#### WORK ITEM:
Could you extract every entry below and reproduce it exactly?

═══ DATA TO PROCESS

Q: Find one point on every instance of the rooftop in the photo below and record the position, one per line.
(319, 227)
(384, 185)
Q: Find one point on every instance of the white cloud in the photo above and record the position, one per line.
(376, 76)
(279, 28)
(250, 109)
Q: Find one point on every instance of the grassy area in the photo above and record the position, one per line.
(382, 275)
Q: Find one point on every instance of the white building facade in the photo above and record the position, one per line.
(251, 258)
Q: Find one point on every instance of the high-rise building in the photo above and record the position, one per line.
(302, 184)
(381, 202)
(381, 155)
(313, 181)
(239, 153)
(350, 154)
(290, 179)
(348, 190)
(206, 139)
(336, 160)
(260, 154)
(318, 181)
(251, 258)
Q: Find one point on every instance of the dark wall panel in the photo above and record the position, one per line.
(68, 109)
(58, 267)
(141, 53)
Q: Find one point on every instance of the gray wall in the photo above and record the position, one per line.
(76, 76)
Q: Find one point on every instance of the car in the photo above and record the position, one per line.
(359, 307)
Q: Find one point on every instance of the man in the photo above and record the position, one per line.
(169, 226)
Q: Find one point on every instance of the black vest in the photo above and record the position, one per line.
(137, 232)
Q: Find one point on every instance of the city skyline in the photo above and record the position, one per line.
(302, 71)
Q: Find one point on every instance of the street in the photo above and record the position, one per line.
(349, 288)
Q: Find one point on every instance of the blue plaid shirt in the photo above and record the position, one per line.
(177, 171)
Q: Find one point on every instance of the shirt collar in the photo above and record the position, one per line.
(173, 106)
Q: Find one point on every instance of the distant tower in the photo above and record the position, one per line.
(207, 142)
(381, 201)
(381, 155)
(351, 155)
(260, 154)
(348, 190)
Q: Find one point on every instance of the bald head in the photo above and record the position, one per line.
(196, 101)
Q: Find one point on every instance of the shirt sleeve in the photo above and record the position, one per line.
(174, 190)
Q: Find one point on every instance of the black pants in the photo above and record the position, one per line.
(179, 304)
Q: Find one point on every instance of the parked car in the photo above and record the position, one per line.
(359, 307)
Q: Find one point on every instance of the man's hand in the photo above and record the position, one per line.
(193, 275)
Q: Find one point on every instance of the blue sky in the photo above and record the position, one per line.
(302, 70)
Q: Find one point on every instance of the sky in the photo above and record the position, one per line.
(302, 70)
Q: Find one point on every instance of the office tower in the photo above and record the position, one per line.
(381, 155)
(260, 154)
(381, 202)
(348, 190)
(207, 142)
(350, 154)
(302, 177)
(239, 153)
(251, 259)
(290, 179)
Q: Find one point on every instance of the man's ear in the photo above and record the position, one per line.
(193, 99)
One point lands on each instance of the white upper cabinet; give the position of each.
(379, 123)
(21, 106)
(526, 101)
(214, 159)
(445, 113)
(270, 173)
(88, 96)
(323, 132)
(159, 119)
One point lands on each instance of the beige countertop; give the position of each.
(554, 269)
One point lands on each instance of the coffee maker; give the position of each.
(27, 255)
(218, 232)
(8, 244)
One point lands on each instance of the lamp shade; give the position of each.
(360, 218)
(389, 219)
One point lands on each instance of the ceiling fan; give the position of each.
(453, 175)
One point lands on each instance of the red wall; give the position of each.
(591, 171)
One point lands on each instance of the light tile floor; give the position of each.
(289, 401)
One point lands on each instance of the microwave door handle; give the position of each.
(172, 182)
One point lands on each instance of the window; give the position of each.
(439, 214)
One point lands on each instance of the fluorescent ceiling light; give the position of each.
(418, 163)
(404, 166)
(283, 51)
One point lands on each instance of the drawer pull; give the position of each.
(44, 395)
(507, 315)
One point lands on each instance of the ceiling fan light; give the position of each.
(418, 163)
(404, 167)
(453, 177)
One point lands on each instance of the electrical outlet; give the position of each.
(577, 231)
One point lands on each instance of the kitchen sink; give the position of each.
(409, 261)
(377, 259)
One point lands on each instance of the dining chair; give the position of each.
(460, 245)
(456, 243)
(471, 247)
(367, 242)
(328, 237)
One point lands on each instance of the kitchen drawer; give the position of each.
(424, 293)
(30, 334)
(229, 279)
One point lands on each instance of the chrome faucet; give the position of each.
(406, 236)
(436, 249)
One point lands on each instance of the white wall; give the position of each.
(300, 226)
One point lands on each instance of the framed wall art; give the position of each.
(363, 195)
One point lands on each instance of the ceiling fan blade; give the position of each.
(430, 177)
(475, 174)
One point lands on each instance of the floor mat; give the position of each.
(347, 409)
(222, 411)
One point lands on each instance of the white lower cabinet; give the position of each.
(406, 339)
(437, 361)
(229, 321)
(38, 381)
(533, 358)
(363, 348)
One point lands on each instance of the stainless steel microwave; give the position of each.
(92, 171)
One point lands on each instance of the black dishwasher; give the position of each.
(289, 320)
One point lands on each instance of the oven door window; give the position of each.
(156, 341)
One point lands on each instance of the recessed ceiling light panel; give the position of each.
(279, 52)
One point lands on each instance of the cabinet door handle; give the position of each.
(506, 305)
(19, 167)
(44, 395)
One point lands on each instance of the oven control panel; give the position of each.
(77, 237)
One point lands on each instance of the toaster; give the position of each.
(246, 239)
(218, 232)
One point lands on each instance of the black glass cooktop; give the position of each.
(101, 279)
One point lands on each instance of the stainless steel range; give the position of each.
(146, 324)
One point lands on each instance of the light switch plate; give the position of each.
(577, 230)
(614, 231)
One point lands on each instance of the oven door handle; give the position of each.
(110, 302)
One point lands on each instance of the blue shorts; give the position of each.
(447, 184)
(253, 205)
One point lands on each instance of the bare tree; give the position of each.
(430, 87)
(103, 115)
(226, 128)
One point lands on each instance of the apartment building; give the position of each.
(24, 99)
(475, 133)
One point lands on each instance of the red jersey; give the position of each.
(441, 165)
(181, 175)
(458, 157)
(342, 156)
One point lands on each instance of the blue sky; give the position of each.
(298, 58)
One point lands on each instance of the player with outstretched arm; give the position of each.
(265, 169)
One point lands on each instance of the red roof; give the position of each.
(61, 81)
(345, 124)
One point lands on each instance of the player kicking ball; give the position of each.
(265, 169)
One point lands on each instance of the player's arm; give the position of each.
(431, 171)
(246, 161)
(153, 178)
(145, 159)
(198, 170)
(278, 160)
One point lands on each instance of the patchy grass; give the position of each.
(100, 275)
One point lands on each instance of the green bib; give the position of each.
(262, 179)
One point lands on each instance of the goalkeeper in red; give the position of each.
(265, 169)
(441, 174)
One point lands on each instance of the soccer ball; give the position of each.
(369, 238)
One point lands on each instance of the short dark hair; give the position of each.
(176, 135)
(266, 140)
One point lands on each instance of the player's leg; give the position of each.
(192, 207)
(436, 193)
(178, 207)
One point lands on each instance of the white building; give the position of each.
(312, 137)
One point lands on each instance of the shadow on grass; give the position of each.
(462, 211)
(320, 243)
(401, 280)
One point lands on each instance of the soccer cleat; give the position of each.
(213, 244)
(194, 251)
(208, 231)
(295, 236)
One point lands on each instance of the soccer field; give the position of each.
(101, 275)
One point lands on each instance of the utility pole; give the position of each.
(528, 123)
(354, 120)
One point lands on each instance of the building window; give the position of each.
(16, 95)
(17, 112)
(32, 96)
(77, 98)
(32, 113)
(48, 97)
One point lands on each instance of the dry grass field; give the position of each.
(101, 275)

══════

#### EXERCISE SOLUTION:
Q: Find one point on every instance of the rooftop in the photo below and record the position, one per line.
(319, 227)
(384, 185)
Q: Find one point on every instance of the white cloud in the photo above and record the position, one per line.
(376, 76)
(279, 28)
(250, 109)
Q: Find one point on every instance of the grassy area in the photo above and record the position, one per line.
(382, 275)
Q: Find one point on every instance of the white building facade in the photo above and record the position, one per line.
(251, 258)
Q: Find one point on every instance of the high-rise building in the photo above and record the position, one per line.
(302, 184)
(381, 202)
(381, 155)
(313, 181)
(239, 153)
(350, 154)
(290, 179)
(348, 190)
(206, 139)
(336, 160)
(260, 154)
(318, 181)
(251, 258)
Q: Find one point on every instance of the dark wall panel in the photo above and record the position, one per line.
(68, 109)
(58, 267)
(141, 53)
Q: Find one point on every instance of the gray wall in the photo above and record the position, one per line.
(76, 76)
Q: Find one point on every instance of the car in the photo above and record the position, one per line.
(359, 307)
Q: Find one point on every instance of the man in the photo above and record the position, one per line.
(169, 226)
Q: Find one point on every instance of the black vest in the photo above and record the position, one per line.
(137, 232)
Q: Find one point on every instance of the city skyline in the photo above and record the position, one per line.
(302, 71)
Q: Find one point on every instance of the street in the photo above and record the position, one per line.
(349, 288)
Q: Find one point on every instance of the blue plaid shirt in the photo above and record the position, one per line.
(177, 171)
Q: Find one point on every instance of the shirt collar in the photo above and record the position, one per line.
(173, 106)
Q: Find one point on every instance of the distant tower in the photo above and record the position, one per line.
(207, 142)
(381, 201)
(381, 155)
(351, 155)
(260, 154)
(348, 190)
Q: Find one point on every instance of the bald head in the photo above and record the position, one per line.
(196, 101)
Q: Find one point on every instance of the shirt sleeve in the photo above and record the position, one per line.
(174, 190)
Q: Find one point on every instance of the black pants in the photo above and record the position, one per line.
(179, 304)
Q: Find one point on every instance of the parked car in the photo above and record the position, one per line.
(359, 307)
Q: Find one point on every instance of the man's hand in the photo above and record the position, one per line.
(193, 275)
Q: Find one point on every instance of the blue sky in the photo above and record the position, one per line.
(302, 70)
Q: Find one point on every instance of the sky in the photo above and record the position, one per line.
(302, 70)
Q: Find one point on every instance of the office tower in the photo above and record the position, one per line.
(381, 155)
(260, 154)
(381, 202)
(348, 190)
(207, 142)
(350, 154)
(302, 177)
(239, 153)
(251, 259)
(290, 179)
Q: Find one point on every instance of the man's ear in the photo above and record the position, one per line.
(193, 99)
One point lands on each instance of the white upper cabinet; give the position of each.
(379, 123)
(21, 106)
(526, 101)
(214, 159)
(445, 113)
(270, 173)
(88, 96)
(323, 132)
(159, 119)
One point lands on each instance of the beige countertop; give the position of each.
(554, 269)
One point lands on each instance of the coffee maker; give the position of each.
(27, 255)
(218, 232)
(8, 244)
One point lands on each instance of the lamp shade; give the position of each.
(360, 218)
(389, 219)
One point lands on each instance of the ceiling fan; give the position of each.
(453, 175)
One point lands on each instance of the red wall; give the position of each.
(591, 171)
One point lands on each instance of the light tile floor; give the position of each.
(289, 401)
One point lands on each instance of the microwave door handle; give the position of each.
(172, 182)
One point lands on each instance of the window; give the position of each.
(439, 214)
One point lands on each instance of the fluorescent ceiling light; give the position of each.
(418, 163)
(404, 166)
(283, 51)
One point lands on each instance of the drawer pull; give the position of each.
(44, 395)
(507, 315)
One point lands on each instance of the ceiling fan light; give the position of each.
(418, 163)
(404, 167)
(453, 177)
One point lands on each instance of the electrical outlet; give the position of each.
(577, 231)
One point lands on each instance of the kitchen sink; give the position of each.
(409, 261)
(377, 259)
One point lands on each instance of the dining chair; give the position of each.
(460, 245)
(456, 243)
(471, 247)
(367, 242)
(328, 237)
One point lands on each instance of the kitchen drawer; give the position of each.
(424, 293)
(30, 334)
(229, 279)
One point lands on each instance of the chrome faucet; give the position of each.
(406, 236)
(436, 249)
One point lands on each instance of the white wall; give the position of each.
(300, 226)
One point lands on each instance of the framed wall art; give the position of each.
(363, 195)
One point lands on each instance of the ceiling fan blade; give the position of each.
(430, 177)
(475, 174)
One point lands on each instance of the floor mat; give the position of each.
(347, 409)
(222, 411)
One point lands on each instance of the white lower cabinet; give the position of each.
(406, 339)
(437, 361)
(229, 321)
(38, 381)
(533, 358)
(363, 348)
One point lands on each instance of the stainless steel microwave; give the position of each.
(92, 171)
One point lands on each instance of the black dishwasher; give the position of each.
(289, 320)
One point lands on each instance of the oven door window; give the position of each.
(156, 341)
One point lands on each instance of the recessed ceiling light panel; give the position of each.
(279, 52)
One point lands on each instance of the cabinet door handle; give the position of each.
(506, 305)
(19, 167)
(44, 395)
One point lands on each instance of the oven control panel; give the position of each.
(77, 237)
One point lands on each instance of the toaster; give the position of each.
(246, 239)
(218, 232)
One point lands on each instance of the black glass cooktop; give the position of each.
(101, 279)
One point lands on each instance of the stainless steel range; give the position of each.
(146, 324)
One point lands on each instance of the light switch plate; give the position of each.
(577, 230)
(614, 231)
One point lands on each instance of the oven door handle; give the position of each.
(110, 302)
One point lands on each instance of the blue shorts; give the position of each.
(447, 184)
(253, 205)
One point lands on each instance of the bare tree; give the position of each.
(430, 87)
(103, 115)
(226, 128)
One point lands on each instance of the apartment building; give the position of each.
(24, 99)
(475, 133)
One point lands on each instance of the red jersey; give the position of each.
(441, 165)
(181, 175)
(458, 157)
(342, 156)
One point lands on each instance of the blue sky; give the position of each.
(298, 58)
One point lands on each instance of the player with outstretched arm; give the position of each.
(265, 169)
One point lands on each instance of the red roof; give the position of each.
(61, 81)
(345, 124)
One point lands on each instance of the player kicking ball; give the position of each.
(265, 169)
One point lands on each instance of the player's arm; give the position of each.
(431, 171)
(246, 161)
(153, 178)
(145, 159)
(198, 170)
(278, 160)
One point lands on each instance of the patchy grass; give the position of each.
(100, 275)
One point lands on each instance of the green bib; give the position of each.
(262, 179)
One point lands on each instance of the goalkeeper in red; give the position of each.
(265, 169)
(441, 174)
One point lands on each instance of the soccer ball; give the position of each.
(369, 238)
One point lands on each instance of the short dark hair; give the position of each.
(176, 135)
(266, 140)
One point lands on each instance of the player's leg; give the position of each.
(192, 207)
(436, 193)
(178, 207)
One point lands on each instance of the white building; give the position of each.
(312, 137)
One point lands on each instance of the shadow on grass; give the position of each.
(462, 211)
(320, 243)
(401, 280)
One point lands on each instance of the soccer cleat; give the position of each.
(213, 244)
(194, 251)
(208, 231)
(295, 236)
One point lands on each instance of the soccer field; give the position of each.
(101, 275)
One point lands on each instance of the utility pole; give the position of each.
(528, 123)
(354, 120)
One point lands on each instance of the building window; give the position of each.
(16, 95)
(17, 112)
(32, 96)
(77, 98)
(32, 113)
(48, 97)
One point lands on each instance of the dry grass field; give the position of each.
(101, 275)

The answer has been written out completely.